■ Problem to solve ■
Copy all of the records below word for word, keeping every line as it appears.

>> Begin Records for this task

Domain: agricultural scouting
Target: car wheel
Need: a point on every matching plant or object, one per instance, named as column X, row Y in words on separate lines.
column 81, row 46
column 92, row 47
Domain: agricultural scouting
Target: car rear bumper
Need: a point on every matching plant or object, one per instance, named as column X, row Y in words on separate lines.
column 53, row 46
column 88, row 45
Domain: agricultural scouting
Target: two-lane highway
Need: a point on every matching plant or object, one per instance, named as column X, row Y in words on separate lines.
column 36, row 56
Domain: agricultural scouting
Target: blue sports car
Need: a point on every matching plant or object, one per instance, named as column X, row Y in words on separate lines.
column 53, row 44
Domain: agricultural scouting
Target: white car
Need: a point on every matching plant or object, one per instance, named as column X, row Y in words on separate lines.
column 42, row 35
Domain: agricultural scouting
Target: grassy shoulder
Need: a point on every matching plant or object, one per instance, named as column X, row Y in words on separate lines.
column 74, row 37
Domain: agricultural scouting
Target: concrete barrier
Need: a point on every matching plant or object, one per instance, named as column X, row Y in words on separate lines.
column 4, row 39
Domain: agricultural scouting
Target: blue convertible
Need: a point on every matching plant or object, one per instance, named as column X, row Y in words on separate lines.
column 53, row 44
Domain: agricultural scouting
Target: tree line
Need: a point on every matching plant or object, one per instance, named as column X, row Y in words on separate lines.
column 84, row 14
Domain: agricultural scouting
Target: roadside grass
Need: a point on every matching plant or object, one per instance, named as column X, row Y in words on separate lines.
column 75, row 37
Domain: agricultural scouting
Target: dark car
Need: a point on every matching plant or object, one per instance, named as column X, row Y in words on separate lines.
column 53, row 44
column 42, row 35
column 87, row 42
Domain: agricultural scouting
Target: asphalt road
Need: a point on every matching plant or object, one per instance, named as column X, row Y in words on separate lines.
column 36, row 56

>> End Records for this task

■ Correct response ■
Domain: agricultural scouting
Target: car wheel
Need: a point on every matching plant or object, one per instance, named as column X, row Y in words on separate lines.
column 81, row 46
column 92, row 47
Domain: agricultural scouting
Target: car rear bumper
Need: a point on every matching plant or object, one per instance, named as column X, row Y in words on separate lines.
column 53, row 46
column 88, row 45
Domain: agricultural scouting
Target: two-lane highway
Need: a point on every matching plant or object, one per instance, named as column X, row Y in words on separate lines.
column 36, row 56
Domain: agricultural scouting
Target: blue sports car
Need: a point on every matching plant or object, one per instance, named as column X, row Y in words on separate lines.
column 53, row 44
Domain: agricultural scouting
Target: white car
Need: a point on every matching plant or object, one per instance, named as column X, row Y in words on separate lines.
column 42, row 35
Domain: agricultural scouting
Target: grassy shoulder
Need: a point on every matching plant or object, one per instance, named as column X, row Y in words on separate lines.
column 74, row 37
Domain: agricultural scouting
Target: concrete barrier
Need: a point on every matching plant or object, one per instance, named as column X, row Y in words on separate lines.
column 4, row 39
Domain: agricultural scouting
Target: blue convertible
Need: a point on every matching plant or object, one per instance, named as column X, row Y in words on separate lines.
column 53, row 44
Domain: agricultural scouting
Target: tree line
Need: a point on every matching plant or object, one per instance, named as column X, row Y in words on separate lines.
column 84, row 14
Domain: agricultural scouting
Target: roadside grass
Need: a point on every matching plant or object, one per instance, named as column X, row Y in words on separate lines.
column 75, row 37
Domain: agricultural scouting
Target: dark car
Need: a point on every matching plant or object, one per instance, named as column X, row Y in words on separate lines.
column 53, row 44
column 42, row 35
column 87, row 42
Domain: agricultural scouting
Target: asphalt road
Need: a point on every matching plant or object, one per instance, named as column X, row Y in words on separate lines.
column 36, row 56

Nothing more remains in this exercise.